EXERCISE TASK A » Put the stretch of the entries below, from the line that contains "Exercise. Point out the instruction" through the line that contains "<point>300,168</point>", into a Markdown table with the columns Number and Line, leaving out blank lines.

Monday, May 23, 2011

till death do us part

Bonnie & Clyde, shot by the police on may 23rd, 1934, in an ambush outside their hideout.

There's a new master in town

The campaign I designed with Erik Wong for the (new) master’s degree courses of the Sandberg Institute in Amsterdam was launched last week. Guided by Jurgen Bey's ambitious take on education, the Sandberg is heading for some exiting adventures.

To all industrious and dedicated talents who might read this post: surf to the special apply page for all application details, and audio fragments of the talks I had with the course directors. Do you know any students or graduates, designers or other resourceful specialists in your network that fit the profiles? Thank your for forwarding this post to them. They can also contact the course coordinators via

Please note: the application deadline for summer admissions is July 1, for EU students. For non EU students who need a residence permit the deadline is May 1.

Sunday, May 22, 2011

Unbound and Rebound

Yesterday I moderated the Book by Design session at the Unbound Book Conference, organised the Institute of Network Cultures. The setting of the session was the book as it evolves today, unbound from its traditional format, content, production and use parameters. New territories are said to emerge for book designers, or rather: designers of reading experiences, in Andrew Blauvelt's words [in: I read Where I am, a collection of statements on new reading and information cultures by Mieke Gerritzen, Geert Lovink and Minke Kampman, released today]. See all images of the conference by Sebastiaan Ter Burg  here.

The Panelists were Dirk van Weelden (author and philosopher), Otmar Hoefen (trained typesetter), Roosje Klap (graphic designer) and Femke Snelting (artist / designer). They addressed the questions of the day from a philosophical angle, from the perspective of the work floor –and the desk top– and from the experience of the act of imagining, and designing (e)books.

Here are some notes I took from the talks and the discussion. I purposely interspersed notes from other sessions of the day to add some spice to the whole notion of bookishness and readership, which by the end of the day literally made me dizzy (and angry also, for no clear reason?!). The phrases are from the four panelists, Nicholas Spice, I Read Where I Am, Henk Oosterling, and myself.

- a book is an object, a medium and an idea
- a book is a valued system that ultimately generates knowledge
- a book is accumulated, immersed attention
- every book (or object) has always had its origin in a network
- books make time; reading literally tele transports you out of here and now
- the types of things we read shape us as readers (down to the 6 point typeface): what kind of readers does the world need?

- texts and image have become interchangeable, we watch text as much as we read images
- we should start thinking about how browsing, leafing, linking and watching can become significant concepts of today's reading cultures
- reading can be informational, performative (as in sheet music), social and/or (!) solitary, to name only but a few. the future of book design is in understanding these modes of reading, and including these affordances in the entire process
- design is about designing interfaces and affordances: the nature of these is becoming more and more complex and dispersed, geographically and over time. book design for a network society needs to happen in a networked way
- how can a WORK retain its value in an information society, when every word that is made public is immediately appropriated, taken out of context, and displaced?

EXERCISE TASK B » Repeat word for word the stretch of the blog post above from "Please note: the" through "deadline is May 1.".

STORED DATA »

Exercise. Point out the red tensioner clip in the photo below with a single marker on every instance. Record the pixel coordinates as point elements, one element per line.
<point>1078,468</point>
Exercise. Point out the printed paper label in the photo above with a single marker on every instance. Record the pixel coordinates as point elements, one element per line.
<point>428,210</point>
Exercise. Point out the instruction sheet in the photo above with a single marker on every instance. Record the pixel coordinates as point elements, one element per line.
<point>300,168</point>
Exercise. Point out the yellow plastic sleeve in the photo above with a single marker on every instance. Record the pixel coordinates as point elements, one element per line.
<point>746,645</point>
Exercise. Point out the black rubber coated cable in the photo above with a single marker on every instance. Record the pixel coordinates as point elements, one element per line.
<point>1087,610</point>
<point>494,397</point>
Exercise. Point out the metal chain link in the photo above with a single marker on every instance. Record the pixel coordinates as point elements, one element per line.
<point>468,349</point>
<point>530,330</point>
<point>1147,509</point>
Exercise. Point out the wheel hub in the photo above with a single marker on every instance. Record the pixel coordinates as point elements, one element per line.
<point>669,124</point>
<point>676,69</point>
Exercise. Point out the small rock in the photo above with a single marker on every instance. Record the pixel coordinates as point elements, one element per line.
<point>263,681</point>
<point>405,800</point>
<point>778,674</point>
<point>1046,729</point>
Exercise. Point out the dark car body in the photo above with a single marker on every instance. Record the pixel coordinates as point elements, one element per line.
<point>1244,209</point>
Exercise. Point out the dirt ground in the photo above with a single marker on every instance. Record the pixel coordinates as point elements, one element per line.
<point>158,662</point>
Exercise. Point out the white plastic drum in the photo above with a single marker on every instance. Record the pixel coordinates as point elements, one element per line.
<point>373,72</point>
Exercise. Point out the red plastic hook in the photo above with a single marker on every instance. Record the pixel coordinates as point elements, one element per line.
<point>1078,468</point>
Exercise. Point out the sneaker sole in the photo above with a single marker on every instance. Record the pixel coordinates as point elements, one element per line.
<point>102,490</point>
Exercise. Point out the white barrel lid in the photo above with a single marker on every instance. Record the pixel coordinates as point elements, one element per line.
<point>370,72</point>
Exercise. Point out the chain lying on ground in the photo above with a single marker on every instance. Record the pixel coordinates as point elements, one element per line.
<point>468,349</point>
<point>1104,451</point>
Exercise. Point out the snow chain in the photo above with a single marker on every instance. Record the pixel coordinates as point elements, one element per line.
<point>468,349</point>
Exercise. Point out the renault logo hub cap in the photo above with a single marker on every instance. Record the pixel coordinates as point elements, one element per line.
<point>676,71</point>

EXERCISE SOLUTION A »
| Number | Line |
|---|---|
| 1 | Exercise. Point out the instruction sheet in the photo above with a single marker on every instance. Record the pixel coordinates as point elements, one element per line. |
| 2 | <point>300,168</point> |

EXERCISE SOLUTION B »
Please note: the application deadline for summer admissions is July 1, for EU students. For non EU students who need a residence permit the deadline is May 1.